> **Requirement a**
Reproduce the records verbatim, beginning at the line containing "locate: tram windshield" and continuing through the final line of the records.

> **Selected passage**
--- START ---
British paper replies Cameron on Nigeria corruption comment
British Prime Minister, David Cameron
British Newspaper, The Guardian, has replied British Prime Minister, David Cameron on his comment about 'fantastically corrupt' Nigeria and Afghanistan.
In its editorial, the newspaper said he 'is guilty of epic hypocrisy.'
Below is the Editorial:
There are times
when a manual earth-restructuring implement is best referred to as a
spade, so let us speak plainly. A summit on corruption will be held on
Thursday in a city that is internationally recognised (by the IMF, among
others) as a tax haven. It is being hosted by a politician who admitted
last month that he has personally profited from offshore finance and
whose party is bankrolled by an industry that makes extravagant use of
those same tax havens. Not only that, he has intervened to aid tax avoiders. That’s right, David Cameron is holding a meeting on corruption.
The prime minister
is not personally corrupt – but he is certainly guilty of epic
hypocrisy. So, for that matter, are Britain and the west. They have
spent decades ordering poor countries and failed states to sort out
their problems with dodgy money, even while taking much of that dodgy
money and ploughing it through their banks, their ritzy stores, their
estate agents, and their offshore tax havens – with barely any questions
asked or eyebrows raised. WhenMr Cameron was caught on camera on Tuesday boasting to the Queen of the “fantastically corrupt countries”
--- END ---
> **Requirement b**
Transcribe the article on The Guardian's reply to David Cameron in full, word for word.

> **The input**
--- START ---
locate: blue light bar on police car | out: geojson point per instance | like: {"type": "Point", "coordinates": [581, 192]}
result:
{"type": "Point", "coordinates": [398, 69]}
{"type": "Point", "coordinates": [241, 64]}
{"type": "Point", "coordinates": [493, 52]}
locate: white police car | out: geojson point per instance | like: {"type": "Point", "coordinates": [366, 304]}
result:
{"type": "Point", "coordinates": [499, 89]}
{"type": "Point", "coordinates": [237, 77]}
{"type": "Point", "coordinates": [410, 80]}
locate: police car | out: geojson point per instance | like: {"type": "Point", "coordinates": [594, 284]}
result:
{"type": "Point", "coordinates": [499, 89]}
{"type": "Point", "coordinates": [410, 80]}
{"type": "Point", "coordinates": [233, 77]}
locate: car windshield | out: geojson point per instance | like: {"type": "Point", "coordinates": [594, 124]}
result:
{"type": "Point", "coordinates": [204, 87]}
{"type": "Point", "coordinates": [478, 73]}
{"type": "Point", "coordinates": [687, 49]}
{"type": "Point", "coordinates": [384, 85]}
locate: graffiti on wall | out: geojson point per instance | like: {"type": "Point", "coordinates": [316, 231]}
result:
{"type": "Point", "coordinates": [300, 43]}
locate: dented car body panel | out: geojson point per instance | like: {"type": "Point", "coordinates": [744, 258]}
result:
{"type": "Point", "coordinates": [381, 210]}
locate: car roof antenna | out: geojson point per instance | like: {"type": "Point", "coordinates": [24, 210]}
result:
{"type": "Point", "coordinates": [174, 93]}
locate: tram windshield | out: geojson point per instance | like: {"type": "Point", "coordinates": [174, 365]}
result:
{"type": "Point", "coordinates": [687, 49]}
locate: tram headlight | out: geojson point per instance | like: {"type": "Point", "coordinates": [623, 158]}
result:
--- END ---
> **Reply a**
locate: tram windshield | out: geojson point per instance | like: {"type": "Point", "coordinates": [174, 365]}
result:
{"type": "Point", "coordinates": [687, 49]}
locate: tram headlight | out: geojson point per instance | like: {"type": "Point", "coordinates": [623, 158]}
result:

> **Reply b**
British paper replies Cameron on Nigeria corruption comment
British Prime Minister, David Cameron
British Newspaper, The Guardian, has replied British Prime Minister, David Cameron on his comment about 'fantastically corrupt' Nigeria and Afghanistan.
In its editorial, the newspaper said he 'is guilty of epic hypocrisy.'
Below is the Editorial:
There are times
when a manual earth-restructuring implement is best referred to as a
spade, so let us speak plainly. A summit on corruption will be held on
Thursday in a city that is internationally recognised (by the IMF, among
others) as a tax haven. It is being hosted by a politician who admitted
last month that he has personally profited from offshore finance and
whose party is bankrolled by an industry that makes extravagant use of
those same tax havens. Not only that, he has intervened to aid tax avoiders. That’s right, David Cameron is holding a meeting on corruption.
The prime minister
is not personally corrupt – but he is certainly guilty of epic
hypocrisy. So, for that matter, are Britain and the west. They have
spent decades ordering poor countries and failed states to sort out
their problems with dodgy money, even while taking much of that dodgy
money and ploughing it through their banks, their ritzy stores, their
estate agents, and their offshore tax havens – with barely any questions
asked or eyebrows raised. WhenMr Cameron was caught on camera on Tuesday boasting to the Queen of the “fantastically corrupt countries”